Direction 1: Echo the triathlon text word for word, covering the stretch from "I trained without" through "I came first.".

Reed is a legend of the sport, not only because of her impressively long list of race results but also her openness about the challenge (and expense) of her lifelong pursuit, and the respect she shows herself by never making excuses.

The Benefits of Indoor Triathlons

In March 2011 I completed my first indoor triathlon events, which were organised by work colleagues at my university sports centre.

The half triathlon consisted of rowing 1500m, cycling 6km and running 2km, all completed using gym equipment.

I trained without a structured plan. Instead I focused on completing CrossFit workouts. I finished in 24 minutes and 1 second.

Due to my university schedule I could only undertake the full triathlon two days later.

I had no intention of missing it, despite a little leg soreness.

Colleagues kept encouraging me as I rowed 3000m, cycled 12km and ran 3km in a time of 44 minutes and 20 seconds.

I came first.

The challenge proves I can work hard to persevere and counteract any fatigue. My cross-training in the gym complimented my fitness and performances.

I preferred the indoor form than the traditional outdoor sport because the transitions are short (due to the lack of distance between machines) and require no change of clothing or gear.

These events were an effective and flexible test of cardiovascular fitness and can be modified as a training tool to meet running goals.

Book Review: ‘Swim Bike Run’ by Alistair and Jonathan Brownlee

Swim Bike Run is the story of the Brownlee brothers, the famous British ex-World Triathlon Champions. It culminates in the London 2012 Olympic Triathlon race, where both vied for the gold medal on home soil.

Early in life they were encouraged to pursue running before, during and after school hours. Unsurprisingly they formed a positive association with exercise.

Interestingly, their fast development as athletes was facilitated by older athletes and mentors.

Proven training advice is outlined too, including racing with others of similar ability, setting short-term motivational goals and maintaining consistent training volumes and intensities. They remind me that putting in greater effort will yield greater fitness rewards.

They advise that training should have a purpose, but enjoyment should not be sacrificed, as this is how high performance levels are sustained.

It is an honest account of the relationship between two competitive brothers with different personalities. Both show their love for each other and passion for their sport in unique, but no less valuable, ways (one more isolated, the other more inclusive).

They also reveal that by training faster than race pace they can adapt when conditions are harsher. They also run every day, often twice: 35 minutes for recovery and two hours for endurance.

Throughout the book the Brownlees have to overcome many obstacles, including injury, doubt and personal conflict to excel in various races. They remind me that at the elite level there is a huge amount of training structure and race tactics, and that although winning races is the best feeling one must move on quickly to compete at the next one. The constant interchanging of the brothers’ perspectives flows well and their obsession with their discipline is always evident.

I learnt that triathlon requires athletes to prioritise efficiency. Success comes from swimming and cycling hard enough to compete, but still conserving energy for a strong run.

Audiobook Review: ‘Don’t Stop Me Now’

Vassos Alexander details his running races across Europe including the Great North Run, the ultramarathon 100km to the Stones and numerous marathons, many of which he experiences with his Greek cousin.

Alexander is a British radio presenter and sports journalist, who began running when he realised he was overweight. He stopped smoking but continued to drink coffee and alcohol.

Records provided:
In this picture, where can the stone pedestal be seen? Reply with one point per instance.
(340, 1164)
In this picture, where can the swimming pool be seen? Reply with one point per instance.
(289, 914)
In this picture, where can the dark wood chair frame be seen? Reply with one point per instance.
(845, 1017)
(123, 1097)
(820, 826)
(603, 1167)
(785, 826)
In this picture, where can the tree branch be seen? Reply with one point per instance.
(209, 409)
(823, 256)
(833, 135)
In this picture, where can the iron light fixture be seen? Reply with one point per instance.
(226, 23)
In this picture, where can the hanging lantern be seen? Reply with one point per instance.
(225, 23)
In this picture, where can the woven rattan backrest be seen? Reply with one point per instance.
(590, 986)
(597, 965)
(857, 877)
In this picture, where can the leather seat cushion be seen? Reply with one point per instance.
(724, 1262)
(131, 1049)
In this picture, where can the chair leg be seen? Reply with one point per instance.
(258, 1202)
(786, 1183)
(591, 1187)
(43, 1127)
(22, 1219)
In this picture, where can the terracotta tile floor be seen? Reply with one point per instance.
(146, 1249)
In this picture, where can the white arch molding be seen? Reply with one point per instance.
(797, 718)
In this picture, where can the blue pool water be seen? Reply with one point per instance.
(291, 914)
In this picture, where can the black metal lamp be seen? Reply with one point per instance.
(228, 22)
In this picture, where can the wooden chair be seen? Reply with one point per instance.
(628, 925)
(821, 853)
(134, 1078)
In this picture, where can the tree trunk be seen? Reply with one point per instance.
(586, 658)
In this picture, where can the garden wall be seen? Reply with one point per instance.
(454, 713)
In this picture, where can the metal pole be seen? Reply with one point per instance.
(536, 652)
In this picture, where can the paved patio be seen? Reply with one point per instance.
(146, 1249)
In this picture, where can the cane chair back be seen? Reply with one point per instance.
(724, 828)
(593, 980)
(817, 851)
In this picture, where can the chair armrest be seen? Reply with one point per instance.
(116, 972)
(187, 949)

Direction 2: In the records, swap "rattan" for "wicker" across the stretch from the line containing "In this picture, where can the woven" through the line containing "(134, 1078)". Return only those lines, with nothing else changed.

Output 1:
I trained without a structured plan. Instead I focused on completing CrossFit workouts. I finished in 24 minutes and 1 second.

Due to my university schedule I could only undertake the full triathlon two days later.

I had no intention of missing it, despite a little leg soreness.

Colleagues kept encouraging me as I rowed 3000m, cycled 12km and ran 3km in a time of 44 minutes and 20 seconds.

I came first.

Output 2:
In this picture, where can the woven wicker backrest be seen? Reply with one point per instance.
(590, 986)
(597, 965)
(857, 877)
In this picture, where can the leather seat cushion be seen? Reply with one point per instance.
(724, 1262)
(131, 1049)
In this picture, where can the chair leg be seen? Reply with one point per instance.
(258, 1202)
(786, 1183)
(591, 1187)
(43, 1127)
(22, 1219)
In this picture, where can the terracotta tile floor be seen? Reply with one point per instance.
(146, 1249)
In this picture, where can the white arch molding be seen? Reply with one point per instance.
(797, 718)
In this picture, where can the blue pool water be seen? Reply with one point per instance.
(291, 914)
In this picture, where can the black metal lamp be seen? Reply with one point per instance.
(228, 22)
In this picture, where can the wooden chair be seen? Reply with one point per instance.
(628, 925)
(821, 853)
(134, 1078)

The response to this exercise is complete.